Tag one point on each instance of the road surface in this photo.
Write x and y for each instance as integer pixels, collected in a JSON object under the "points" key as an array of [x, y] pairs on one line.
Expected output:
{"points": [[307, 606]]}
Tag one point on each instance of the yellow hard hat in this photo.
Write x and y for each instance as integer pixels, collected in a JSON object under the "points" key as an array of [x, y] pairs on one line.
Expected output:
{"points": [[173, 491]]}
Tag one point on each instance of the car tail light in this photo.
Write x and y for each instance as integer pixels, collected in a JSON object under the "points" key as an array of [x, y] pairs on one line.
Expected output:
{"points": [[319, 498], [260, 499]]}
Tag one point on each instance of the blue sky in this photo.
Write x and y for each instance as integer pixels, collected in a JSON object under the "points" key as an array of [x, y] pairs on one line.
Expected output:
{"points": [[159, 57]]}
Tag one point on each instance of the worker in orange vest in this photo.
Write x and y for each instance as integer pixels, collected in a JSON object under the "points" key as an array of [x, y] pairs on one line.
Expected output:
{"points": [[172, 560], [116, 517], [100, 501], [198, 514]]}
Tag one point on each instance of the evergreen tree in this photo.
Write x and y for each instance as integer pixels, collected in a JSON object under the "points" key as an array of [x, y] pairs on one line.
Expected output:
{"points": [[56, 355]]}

==

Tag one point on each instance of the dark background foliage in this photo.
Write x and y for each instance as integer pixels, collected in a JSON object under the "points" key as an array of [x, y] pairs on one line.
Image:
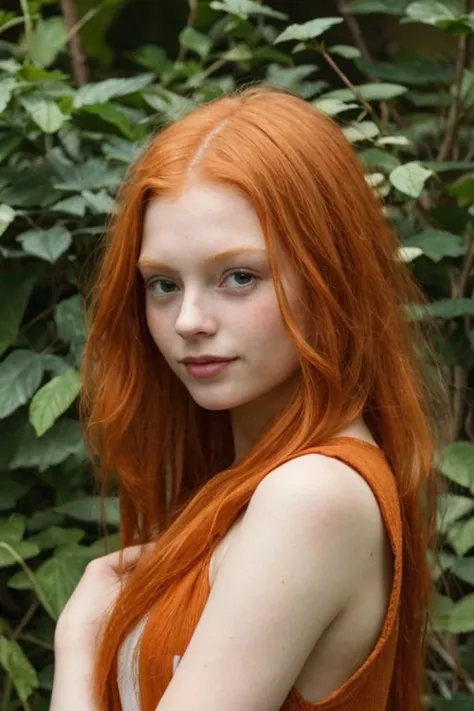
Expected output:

Short exercise.
Gather every line in the records above that contains the word "this", and list those lines in their original order.

Worked solution.
Tag one point on each instance of the road surface in this photo.
Tag one point on each instance of the yellow hard hat in this photo.
Tag one point on each instance of the car tail light in this photo.
Tag one point on each instance of the blue sky in this photo.
Tag one point on each instance of the worker in orange vest in this photo.
Tag one point on each instance of the evergreen tree in this photo.
Tag one point on each instance of the dark background foliage in this photo.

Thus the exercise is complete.